§ **Page extract**:
━━━━━━━━━━━━━━━━━━━━

Inside Britain’s Israel Lobby on Monday night claimed that Conservative Friends of Israel has funded the Tory Party to the tune of £10 million and has shifted Tory policy on Israel. The programme targeted Bicom, which takes journalists on fact-finding trips to Israel and the Palestinian Authority. The BBC was also criticised for allegedly bowing to pressure from the Israel lobby.

A statement from the Board said: “After an hour of unfortunate imagery and unfounded suggestions that UK supporters of Israel conspire to influence Parliament and the media utilising financial leverage, Dispatches finally admitted that this is not the case.

“Despite the assertions that the programme would not create antisemitism, it succeeded in eliciting an onslaught of hateful comments on the internet, and an endorsement from the BNP.”

The programme was presented by the Daily Mail’s Peter Oborne, a veteran investigative reporter. He concluded that the programme had not found “anything faintly resembling a conspiracy”. But he said that there was a lack of transparency about some of the organisations he investigated. The Conservative Friends of Israel said the programme’s central claim that the organisation had given £10 million of donations to the Conservatives was unfounded.

━━━━━━━━━━━━━━━━━━━━

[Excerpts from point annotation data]
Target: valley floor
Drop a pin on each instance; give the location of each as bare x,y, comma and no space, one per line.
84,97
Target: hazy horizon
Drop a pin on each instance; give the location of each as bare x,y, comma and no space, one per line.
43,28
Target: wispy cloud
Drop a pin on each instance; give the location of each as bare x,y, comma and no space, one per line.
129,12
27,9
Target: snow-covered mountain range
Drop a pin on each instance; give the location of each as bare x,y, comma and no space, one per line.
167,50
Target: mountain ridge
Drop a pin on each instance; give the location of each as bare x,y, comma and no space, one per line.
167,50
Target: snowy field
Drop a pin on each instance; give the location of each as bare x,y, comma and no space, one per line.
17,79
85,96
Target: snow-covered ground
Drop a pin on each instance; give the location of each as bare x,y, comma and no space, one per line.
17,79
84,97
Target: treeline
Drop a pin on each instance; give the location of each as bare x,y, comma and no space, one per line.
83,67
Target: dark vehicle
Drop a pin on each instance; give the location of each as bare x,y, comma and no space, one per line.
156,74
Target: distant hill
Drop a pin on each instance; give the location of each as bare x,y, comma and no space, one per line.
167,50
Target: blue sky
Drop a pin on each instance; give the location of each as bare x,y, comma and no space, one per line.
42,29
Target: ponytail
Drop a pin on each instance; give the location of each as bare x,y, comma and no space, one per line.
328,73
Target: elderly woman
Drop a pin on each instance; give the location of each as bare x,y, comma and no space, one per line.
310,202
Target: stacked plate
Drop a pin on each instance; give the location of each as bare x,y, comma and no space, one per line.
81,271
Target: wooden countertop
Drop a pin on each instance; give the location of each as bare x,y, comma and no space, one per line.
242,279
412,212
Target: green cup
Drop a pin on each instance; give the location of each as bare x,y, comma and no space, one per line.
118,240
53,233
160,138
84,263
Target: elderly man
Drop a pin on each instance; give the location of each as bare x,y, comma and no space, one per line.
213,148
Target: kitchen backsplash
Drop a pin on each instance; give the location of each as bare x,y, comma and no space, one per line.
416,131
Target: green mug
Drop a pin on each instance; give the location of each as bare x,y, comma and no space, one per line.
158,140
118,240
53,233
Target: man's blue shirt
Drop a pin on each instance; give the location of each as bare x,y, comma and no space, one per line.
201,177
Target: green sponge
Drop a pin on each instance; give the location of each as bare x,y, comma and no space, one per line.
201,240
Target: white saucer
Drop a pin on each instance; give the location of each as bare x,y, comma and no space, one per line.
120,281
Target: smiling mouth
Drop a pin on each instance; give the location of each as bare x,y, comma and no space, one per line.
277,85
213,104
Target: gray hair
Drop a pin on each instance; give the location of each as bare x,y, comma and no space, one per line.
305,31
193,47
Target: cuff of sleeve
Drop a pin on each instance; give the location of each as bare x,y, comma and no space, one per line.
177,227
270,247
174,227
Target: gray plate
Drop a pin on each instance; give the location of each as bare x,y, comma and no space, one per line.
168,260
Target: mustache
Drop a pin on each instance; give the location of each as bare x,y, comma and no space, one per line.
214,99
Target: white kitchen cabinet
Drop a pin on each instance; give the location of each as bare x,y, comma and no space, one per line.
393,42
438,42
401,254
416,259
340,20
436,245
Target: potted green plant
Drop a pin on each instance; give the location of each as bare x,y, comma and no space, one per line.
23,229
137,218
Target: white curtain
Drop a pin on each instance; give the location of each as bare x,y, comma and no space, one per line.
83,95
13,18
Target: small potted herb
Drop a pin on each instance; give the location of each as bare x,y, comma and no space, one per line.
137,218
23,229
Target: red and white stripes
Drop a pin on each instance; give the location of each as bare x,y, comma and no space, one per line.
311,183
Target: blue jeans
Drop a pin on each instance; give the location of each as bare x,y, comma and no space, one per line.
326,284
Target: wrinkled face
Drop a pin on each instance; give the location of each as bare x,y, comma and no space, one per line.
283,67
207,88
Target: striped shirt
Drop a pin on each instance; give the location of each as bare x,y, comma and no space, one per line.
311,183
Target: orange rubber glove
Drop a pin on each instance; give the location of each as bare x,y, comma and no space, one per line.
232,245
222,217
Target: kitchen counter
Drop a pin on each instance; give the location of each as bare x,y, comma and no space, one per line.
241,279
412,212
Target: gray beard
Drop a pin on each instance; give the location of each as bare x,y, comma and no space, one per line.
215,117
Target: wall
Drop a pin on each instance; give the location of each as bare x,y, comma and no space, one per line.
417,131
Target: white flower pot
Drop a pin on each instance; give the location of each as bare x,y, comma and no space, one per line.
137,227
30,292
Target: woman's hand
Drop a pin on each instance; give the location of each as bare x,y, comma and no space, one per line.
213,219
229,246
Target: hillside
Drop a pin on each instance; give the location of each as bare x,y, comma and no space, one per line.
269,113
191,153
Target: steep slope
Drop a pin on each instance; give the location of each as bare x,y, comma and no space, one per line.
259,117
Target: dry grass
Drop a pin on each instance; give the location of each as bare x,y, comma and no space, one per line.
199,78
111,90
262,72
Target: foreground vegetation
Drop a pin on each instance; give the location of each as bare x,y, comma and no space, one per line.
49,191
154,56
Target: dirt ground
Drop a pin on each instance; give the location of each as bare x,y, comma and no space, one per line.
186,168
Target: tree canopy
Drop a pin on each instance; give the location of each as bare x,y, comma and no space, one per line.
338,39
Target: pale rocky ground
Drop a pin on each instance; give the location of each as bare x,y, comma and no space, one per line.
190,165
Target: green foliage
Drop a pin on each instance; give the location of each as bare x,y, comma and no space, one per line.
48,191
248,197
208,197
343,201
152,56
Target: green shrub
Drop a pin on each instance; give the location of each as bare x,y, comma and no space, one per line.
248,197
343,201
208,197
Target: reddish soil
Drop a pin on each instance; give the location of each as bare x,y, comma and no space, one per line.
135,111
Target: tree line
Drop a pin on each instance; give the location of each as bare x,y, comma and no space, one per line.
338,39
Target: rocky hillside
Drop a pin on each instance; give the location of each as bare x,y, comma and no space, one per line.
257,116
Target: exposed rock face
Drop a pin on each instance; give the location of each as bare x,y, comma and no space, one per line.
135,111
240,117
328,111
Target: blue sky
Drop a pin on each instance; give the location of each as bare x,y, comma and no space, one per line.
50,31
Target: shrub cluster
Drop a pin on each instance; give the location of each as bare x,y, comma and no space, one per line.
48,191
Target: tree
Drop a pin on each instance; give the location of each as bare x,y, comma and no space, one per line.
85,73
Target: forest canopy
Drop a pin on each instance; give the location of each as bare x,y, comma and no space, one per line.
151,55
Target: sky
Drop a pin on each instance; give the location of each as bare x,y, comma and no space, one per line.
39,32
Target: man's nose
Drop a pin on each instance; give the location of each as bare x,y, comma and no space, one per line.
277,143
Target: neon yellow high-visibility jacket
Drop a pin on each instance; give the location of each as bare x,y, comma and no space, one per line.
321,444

━━━━━━━━━━━━━━━━━━━━

§ **Parts of the exercise**:
A. Transcribe the news report from "A statement from" to "Conservatives was unfounded.".
B. Show each line of the records that contains the string "shrub", matching case exactly.

§ **The answers**:
A.
A statement from the Board said: “After an hour of unfortunate imagery and unfounded suggestions that UK supporters of Israel conspire to influence Parliament and the media utilising financial leverage, Dispatches finally admitted that this is not the case.

“Despite the assertions that the programme would not create antisemitism, it succeeded in eliciting an onslaught of hateful comments on the internet, and an endorsement from the BNP.”

The programme was presented by the Daily Mail’s Peter Oborne, a veteran investigative reporter. He concluded that the programme had not found “anything faintly resembling a conspiracy”. But he said that there was a lack of transparency about some of the organisations he investigated. The Conservative Friends of Israel said the programme’s central claim that the organisation had given £10 million of donations to the Conservatives was unfounded.

B.
Target: green shrub
Target: shrub cluster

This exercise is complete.